- _Exercise directions_:
The line containing "eyeglasses, shaped like this sample" marks where to begin; quote it and every line after it through the end of the data, exactly as written.
::: Material for the task :::
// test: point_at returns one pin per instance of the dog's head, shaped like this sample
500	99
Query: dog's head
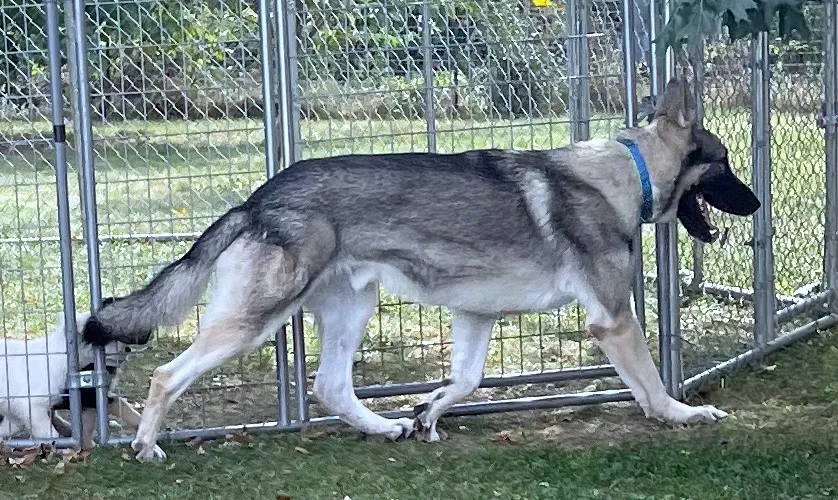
705	176
115	352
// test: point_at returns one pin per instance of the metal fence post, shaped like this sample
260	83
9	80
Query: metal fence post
286	38
764	306
428	75
59	136
697	63
77	45
666	235
630	87
579	70
269	87
830	75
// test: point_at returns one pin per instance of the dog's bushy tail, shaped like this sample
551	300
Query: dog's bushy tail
171	294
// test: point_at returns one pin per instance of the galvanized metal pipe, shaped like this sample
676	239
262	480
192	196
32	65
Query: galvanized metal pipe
283	383
697	60
820	300
630	85
269	87
463	409
771	346
59	136
286	63
764	307
579	70
551	376
428	74
830	75
666	236
77	40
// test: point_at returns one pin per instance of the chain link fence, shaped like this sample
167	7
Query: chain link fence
186	104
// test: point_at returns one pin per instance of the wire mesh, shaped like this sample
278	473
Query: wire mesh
178	137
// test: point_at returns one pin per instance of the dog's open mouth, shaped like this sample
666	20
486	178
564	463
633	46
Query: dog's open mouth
705	214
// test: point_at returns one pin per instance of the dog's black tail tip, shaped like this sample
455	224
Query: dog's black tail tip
95	333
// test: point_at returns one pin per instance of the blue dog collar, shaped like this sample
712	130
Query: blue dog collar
645	183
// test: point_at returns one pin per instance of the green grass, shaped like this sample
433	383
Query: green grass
779	443
161	177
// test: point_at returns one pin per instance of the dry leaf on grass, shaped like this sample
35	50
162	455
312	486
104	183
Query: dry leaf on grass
505	437
195	442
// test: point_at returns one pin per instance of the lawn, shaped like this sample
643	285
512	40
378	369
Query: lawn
175	177
779	443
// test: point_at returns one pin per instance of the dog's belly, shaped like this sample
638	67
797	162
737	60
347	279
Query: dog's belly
525	290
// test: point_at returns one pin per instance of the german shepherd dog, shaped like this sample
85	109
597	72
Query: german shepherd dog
483	233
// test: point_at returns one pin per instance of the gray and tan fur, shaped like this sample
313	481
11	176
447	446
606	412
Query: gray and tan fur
482	233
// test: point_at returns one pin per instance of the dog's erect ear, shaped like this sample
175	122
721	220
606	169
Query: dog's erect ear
678	103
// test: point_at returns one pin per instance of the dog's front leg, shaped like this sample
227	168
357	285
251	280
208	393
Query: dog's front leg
621	338
121	409
471	345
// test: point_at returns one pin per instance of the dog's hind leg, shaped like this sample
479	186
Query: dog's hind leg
471	345
341	314
257	287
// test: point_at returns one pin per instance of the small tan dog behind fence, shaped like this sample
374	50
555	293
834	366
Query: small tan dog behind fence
33	386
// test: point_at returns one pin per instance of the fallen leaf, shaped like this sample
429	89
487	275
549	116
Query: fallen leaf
238	436
504	437
195	442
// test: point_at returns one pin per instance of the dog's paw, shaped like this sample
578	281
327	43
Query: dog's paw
680	413
402	429
148	453
706	413
425	432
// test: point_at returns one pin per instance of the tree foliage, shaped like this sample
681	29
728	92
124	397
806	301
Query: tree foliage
693	20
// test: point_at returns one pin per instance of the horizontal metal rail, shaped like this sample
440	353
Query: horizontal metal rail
758	352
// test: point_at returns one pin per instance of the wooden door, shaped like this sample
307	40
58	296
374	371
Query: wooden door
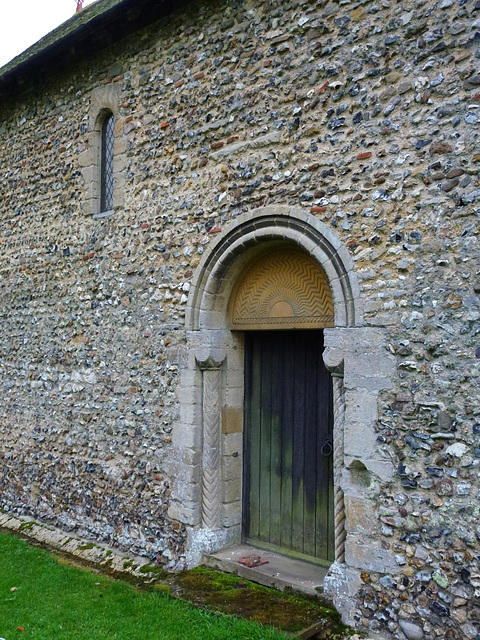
288	461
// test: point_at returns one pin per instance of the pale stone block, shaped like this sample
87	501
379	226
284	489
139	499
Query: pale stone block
232	444
361	514
187	436
231	467
368	555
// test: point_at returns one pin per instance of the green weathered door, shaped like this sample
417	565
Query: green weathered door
288	461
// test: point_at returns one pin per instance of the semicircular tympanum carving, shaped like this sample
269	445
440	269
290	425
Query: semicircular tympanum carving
283	289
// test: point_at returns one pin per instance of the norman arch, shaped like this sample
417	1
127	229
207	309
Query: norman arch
208	439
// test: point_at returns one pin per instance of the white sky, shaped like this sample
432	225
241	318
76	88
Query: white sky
23	22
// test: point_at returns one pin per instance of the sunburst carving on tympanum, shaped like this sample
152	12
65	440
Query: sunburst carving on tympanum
285	288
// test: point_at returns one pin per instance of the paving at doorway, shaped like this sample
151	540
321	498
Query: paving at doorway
279	571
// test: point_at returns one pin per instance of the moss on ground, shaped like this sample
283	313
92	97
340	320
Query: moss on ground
230	594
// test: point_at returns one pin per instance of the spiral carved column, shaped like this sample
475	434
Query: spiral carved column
211	456
338	455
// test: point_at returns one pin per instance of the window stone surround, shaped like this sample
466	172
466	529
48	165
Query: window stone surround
104	100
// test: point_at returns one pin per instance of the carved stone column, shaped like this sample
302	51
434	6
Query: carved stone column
338	463
211	456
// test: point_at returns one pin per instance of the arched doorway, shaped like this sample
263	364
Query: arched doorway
207	440
282	301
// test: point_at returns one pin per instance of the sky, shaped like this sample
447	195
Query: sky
23	22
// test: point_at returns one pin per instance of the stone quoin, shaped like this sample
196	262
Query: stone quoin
337	140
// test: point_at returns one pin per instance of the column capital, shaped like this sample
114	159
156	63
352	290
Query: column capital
209	360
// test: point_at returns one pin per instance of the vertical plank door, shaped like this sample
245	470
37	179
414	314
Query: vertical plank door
288	461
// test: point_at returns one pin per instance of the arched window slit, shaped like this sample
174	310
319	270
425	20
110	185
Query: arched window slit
106	166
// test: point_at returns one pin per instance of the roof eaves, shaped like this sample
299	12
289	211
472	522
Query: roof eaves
74	25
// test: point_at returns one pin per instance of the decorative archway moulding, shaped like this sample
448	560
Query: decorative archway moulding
208	438
245	239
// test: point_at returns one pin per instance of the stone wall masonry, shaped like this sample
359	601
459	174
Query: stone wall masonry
364	114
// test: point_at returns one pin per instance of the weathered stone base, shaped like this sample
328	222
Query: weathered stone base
102	556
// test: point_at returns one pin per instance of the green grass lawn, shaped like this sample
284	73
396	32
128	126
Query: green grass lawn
55	601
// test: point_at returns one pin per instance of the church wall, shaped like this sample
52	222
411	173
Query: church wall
366	116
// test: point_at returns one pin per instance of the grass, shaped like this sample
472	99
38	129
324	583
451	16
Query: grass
51	600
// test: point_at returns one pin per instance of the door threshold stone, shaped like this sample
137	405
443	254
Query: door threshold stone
281	572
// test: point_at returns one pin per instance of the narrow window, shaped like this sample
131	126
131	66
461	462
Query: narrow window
106	168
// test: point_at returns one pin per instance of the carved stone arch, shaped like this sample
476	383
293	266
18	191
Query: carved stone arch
283	289
244	240
208	438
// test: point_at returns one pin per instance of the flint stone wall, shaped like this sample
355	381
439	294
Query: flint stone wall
366	115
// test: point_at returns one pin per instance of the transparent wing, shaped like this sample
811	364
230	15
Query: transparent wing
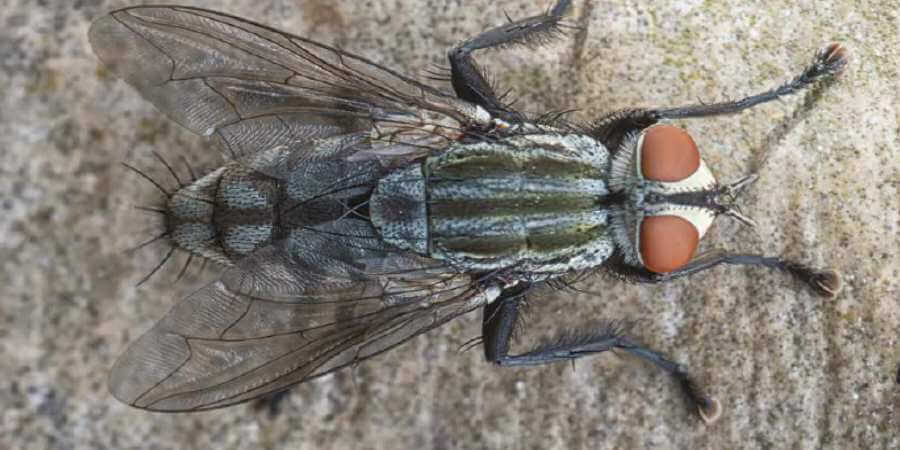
254	88
285	315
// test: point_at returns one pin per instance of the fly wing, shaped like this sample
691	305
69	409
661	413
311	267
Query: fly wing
254	88
285	315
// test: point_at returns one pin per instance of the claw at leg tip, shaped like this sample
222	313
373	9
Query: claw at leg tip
828	283
710	412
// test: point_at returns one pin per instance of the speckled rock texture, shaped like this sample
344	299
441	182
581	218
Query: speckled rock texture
790	369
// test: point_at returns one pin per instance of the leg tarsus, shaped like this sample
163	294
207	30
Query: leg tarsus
824	282
467	79
500	319
829	61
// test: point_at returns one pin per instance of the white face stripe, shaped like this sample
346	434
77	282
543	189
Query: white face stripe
701	218
700	180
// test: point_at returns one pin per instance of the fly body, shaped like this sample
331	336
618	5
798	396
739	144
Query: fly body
361	207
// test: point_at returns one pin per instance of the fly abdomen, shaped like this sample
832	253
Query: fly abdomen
532	203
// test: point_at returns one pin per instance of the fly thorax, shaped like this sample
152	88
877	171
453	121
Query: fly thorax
529	203
224	215
670	198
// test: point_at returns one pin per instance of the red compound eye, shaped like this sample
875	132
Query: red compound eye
668	154
667	242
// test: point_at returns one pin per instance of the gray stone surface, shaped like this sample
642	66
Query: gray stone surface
791	370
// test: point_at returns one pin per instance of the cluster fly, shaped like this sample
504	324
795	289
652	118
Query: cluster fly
361	208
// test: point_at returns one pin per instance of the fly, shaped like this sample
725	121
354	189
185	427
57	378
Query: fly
360	207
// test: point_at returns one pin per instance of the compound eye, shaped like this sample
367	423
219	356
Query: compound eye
667	242
668	154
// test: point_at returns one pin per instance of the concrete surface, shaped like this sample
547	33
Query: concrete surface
791	370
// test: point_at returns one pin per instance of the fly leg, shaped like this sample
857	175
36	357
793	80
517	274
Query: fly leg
469	82
828	61
498	326
826	283
613	128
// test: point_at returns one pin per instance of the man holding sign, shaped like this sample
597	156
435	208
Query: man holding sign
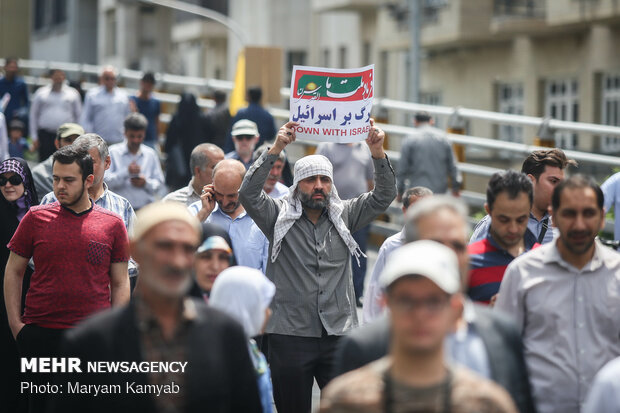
309	232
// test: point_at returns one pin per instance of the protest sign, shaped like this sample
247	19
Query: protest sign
332	105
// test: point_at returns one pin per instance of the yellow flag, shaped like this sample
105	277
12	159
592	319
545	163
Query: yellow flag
237	98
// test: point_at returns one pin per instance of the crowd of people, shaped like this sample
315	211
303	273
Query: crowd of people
254	274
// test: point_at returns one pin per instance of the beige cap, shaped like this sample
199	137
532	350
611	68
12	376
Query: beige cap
244	127
69	129
429	259
158	212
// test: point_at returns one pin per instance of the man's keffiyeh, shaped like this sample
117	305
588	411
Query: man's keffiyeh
291	209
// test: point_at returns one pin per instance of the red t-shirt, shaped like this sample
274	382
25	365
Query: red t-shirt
72	256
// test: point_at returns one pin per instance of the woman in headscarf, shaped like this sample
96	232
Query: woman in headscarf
17	195
245	294
186	130
213	256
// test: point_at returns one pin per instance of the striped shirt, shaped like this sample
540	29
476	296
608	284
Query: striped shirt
488	263
115	203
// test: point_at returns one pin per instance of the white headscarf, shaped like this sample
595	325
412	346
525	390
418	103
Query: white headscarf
243	293
291	208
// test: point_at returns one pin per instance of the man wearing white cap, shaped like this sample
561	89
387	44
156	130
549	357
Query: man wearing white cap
245	137
309	233
422	286
162	325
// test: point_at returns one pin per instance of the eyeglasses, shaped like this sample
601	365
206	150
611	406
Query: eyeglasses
246	137
405	305
13	179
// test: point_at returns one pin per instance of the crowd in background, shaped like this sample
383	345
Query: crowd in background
254	272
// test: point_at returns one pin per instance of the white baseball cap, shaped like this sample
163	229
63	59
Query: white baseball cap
429	259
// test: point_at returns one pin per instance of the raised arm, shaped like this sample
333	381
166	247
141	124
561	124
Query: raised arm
366	207
260	206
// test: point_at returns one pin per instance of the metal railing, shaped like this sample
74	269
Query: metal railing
471	198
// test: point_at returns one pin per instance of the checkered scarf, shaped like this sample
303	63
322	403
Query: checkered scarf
291	208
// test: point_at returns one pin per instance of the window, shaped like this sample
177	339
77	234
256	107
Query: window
510	100
39	14
610	111
294	57
110	35
325	58
59	14
562	102
342	57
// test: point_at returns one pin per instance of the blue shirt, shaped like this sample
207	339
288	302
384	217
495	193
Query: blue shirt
611	190
263	119
19	97
115	203
119	179
150	108
481	231
250	245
:::
- _Exercise response_:
// test: point_at returns one pin per instance of the eyeglasses, shaped like this sample
601	365
206	150
611	406
Query: eyeglasses
246	137
405	305
13	179
// test: point_at returns one pin per instance of the crowd in background, shaped like this sample
383	345
Query: crowd in background
254	272
// test: point_at returns one pin per instance of the white baseball cap, shaped like this sample
163	229
63	59
Query: white baseball cap
429	259
// test: point_at returns one pin per instance of the raised arm, shaped like this sample
333	381
166	247
141	124
561	124
Query: raised arm
366	207
260	206
// test: point_at returns one pin per instance of the metal railing, shaped like this sample
74	269
Query: metal railing
471	198
// test: point_at returns one pin per instance of the checkered scarf, shaped like this sample
303	63
322	403
Query: checkered scarf
291	208
// test: point_at returns one pin per instance of the window, shaped like this sample
177	339
77	234
256	107
Query: window
510	100
39	14
610	111
294	57
110	35
325	58
59	14
562	102
342	57
// test: point_at returns one pin per instance of the blue shirt, shaped like this sample
207	339
288	302
384	217
495	193
Query: blue shirt
611	190
263	119
19	97
115	203
119	179
150	108
481	231
250	245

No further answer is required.